Extract
- Opening Delimiter -

Sunday 19 August 2018

Eschewing the Injunction.

The big news today is that I mowed my lawn. The reason it’s big news is that during the post-operative phase I was under strict medical injunction to do nothing more strenuous than tying my shoe laces, and so I’ve had to pay somebody else to do it. That hurt.

Today I decided that it was time to man-up and divest myself of medical injunctions, and so I mowed the lawn. It was hard going because my lawn has quite a slope and I’m still some way short of having my normal quota of strength and energy, but at least I don’t feel ill tonight. That has to be a good sign, right? Right.

And maybe it caused a bit of a stir in the village. ‘Mr Beazley’s mowed his lawn,’ one observant resident might have remarked. ‘Really? I didn’t know he was still alive.’ Mmm… I’m sure there isn’t a single local who gives a tuppeny toss whether I’m still alive or not, probably because I don’t give a tuppeny toss whether any of them are. The only person whose presence here was ever of any concern to me doesn’t live here any more, and I sometimes wonder why I bother. But I do. And it probably didn’t.

- Closing Delimiter -

Exercises to complete
a. In the diary entry, what was the writer limited to during the post-operative phase?
b. Duplicate the part of the diary entry that opens with the words containing "The big news" and closes with "it. That hurt.".

Source information

- Opening Delimiter -

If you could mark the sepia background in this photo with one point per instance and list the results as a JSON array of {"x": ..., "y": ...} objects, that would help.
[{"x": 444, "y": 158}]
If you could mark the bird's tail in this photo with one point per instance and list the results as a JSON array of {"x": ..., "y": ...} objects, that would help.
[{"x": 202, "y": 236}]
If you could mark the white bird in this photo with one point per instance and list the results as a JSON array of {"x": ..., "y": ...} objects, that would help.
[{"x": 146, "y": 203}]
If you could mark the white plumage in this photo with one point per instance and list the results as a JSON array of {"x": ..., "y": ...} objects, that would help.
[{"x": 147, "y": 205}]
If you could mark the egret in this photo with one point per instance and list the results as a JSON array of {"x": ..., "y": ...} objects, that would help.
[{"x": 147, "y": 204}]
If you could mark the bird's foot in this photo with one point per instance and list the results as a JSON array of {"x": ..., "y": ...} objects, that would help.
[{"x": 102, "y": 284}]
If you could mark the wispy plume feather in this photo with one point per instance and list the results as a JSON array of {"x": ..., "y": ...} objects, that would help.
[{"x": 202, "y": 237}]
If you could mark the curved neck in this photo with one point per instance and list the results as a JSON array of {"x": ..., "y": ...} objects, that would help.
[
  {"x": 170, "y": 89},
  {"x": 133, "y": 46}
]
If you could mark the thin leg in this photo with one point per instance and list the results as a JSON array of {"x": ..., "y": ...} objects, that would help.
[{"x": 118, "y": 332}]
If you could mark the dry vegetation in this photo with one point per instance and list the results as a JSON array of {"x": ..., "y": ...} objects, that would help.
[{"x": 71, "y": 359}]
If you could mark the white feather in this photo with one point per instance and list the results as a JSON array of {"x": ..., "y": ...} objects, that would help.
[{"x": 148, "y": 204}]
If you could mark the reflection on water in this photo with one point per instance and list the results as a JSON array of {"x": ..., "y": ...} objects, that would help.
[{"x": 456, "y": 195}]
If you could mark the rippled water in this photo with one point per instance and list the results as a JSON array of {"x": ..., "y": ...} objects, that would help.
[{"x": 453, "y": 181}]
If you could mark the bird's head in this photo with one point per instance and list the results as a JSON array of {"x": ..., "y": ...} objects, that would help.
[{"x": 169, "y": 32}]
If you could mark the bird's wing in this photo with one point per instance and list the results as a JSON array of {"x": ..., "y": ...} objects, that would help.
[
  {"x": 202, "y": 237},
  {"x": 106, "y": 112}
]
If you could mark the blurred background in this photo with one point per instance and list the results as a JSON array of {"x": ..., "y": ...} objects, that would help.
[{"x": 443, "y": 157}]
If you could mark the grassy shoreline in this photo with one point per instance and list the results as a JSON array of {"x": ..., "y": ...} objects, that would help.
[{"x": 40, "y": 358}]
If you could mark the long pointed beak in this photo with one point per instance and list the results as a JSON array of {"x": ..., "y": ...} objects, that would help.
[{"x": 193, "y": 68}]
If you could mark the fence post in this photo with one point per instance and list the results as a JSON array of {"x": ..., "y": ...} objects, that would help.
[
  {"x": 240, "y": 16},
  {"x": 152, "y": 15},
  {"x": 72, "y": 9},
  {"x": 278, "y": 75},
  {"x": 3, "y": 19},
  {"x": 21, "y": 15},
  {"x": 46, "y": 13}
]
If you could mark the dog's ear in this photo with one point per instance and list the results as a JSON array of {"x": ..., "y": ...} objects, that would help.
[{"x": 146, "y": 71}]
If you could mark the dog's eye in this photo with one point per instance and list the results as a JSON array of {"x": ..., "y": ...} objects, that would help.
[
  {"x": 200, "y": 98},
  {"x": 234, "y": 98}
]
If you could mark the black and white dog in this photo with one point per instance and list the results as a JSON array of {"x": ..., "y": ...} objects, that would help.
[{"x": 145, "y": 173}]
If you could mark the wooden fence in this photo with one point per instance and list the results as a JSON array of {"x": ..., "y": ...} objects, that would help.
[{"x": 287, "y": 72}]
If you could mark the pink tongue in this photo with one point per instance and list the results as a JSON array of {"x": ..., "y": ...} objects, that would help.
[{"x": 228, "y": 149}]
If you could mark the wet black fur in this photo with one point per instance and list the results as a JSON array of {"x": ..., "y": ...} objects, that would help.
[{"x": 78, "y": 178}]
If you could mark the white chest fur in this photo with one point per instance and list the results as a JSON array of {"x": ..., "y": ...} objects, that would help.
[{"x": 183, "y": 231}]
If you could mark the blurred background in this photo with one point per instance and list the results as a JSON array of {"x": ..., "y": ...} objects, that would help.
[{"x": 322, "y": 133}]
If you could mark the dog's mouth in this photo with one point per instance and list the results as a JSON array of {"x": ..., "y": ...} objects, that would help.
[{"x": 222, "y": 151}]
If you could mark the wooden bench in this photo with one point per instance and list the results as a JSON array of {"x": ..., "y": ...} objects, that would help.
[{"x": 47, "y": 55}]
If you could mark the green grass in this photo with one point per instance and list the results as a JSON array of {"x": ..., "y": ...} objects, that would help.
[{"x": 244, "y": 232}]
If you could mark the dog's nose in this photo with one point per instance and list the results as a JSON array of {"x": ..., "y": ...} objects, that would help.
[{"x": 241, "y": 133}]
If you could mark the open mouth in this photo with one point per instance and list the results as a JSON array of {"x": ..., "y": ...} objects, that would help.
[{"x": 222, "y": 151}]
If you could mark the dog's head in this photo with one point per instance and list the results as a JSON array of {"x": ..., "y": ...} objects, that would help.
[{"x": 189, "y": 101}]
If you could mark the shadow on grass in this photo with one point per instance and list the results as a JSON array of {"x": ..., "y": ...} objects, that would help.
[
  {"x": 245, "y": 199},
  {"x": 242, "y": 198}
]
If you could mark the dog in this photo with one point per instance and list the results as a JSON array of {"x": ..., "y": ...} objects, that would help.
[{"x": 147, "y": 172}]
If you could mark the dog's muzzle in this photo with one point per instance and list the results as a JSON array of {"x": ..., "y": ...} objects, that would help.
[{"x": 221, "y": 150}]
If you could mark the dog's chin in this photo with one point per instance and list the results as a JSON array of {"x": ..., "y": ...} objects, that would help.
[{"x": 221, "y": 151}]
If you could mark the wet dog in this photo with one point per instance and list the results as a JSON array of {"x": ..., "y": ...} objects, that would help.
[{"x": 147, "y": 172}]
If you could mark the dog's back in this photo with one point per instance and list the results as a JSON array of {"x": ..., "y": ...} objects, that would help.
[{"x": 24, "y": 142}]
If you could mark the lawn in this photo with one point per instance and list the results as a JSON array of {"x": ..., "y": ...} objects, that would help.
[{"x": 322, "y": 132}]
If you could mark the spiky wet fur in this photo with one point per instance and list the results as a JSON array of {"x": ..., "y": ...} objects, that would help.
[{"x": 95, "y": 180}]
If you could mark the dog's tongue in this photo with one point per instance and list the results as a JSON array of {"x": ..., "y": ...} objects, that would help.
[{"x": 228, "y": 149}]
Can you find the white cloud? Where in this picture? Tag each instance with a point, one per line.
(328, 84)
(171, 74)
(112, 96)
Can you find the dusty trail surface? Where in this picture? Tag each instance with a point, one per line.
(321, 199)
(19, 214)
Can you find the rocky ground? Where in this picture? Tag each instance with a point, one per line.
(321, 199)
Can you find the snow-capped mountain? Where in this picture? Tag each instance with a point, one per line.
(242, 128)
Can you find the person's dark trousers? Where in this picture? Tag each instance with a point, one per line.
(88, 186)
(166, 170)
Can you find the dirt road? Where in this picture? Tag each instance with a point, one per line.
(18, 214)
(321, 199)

- Closing Delimiter -

Responses in order
a. Doing nothing more strenuous than tying shoe laces.

b.
The big news today is that I mowed my lawn. The reason it’s big news is that during the post-operative phase I was under strict medical injunction to do nothing more strenuous than tying my shoe laces, and so I’ve had to pay somebody else to do it. That hurt.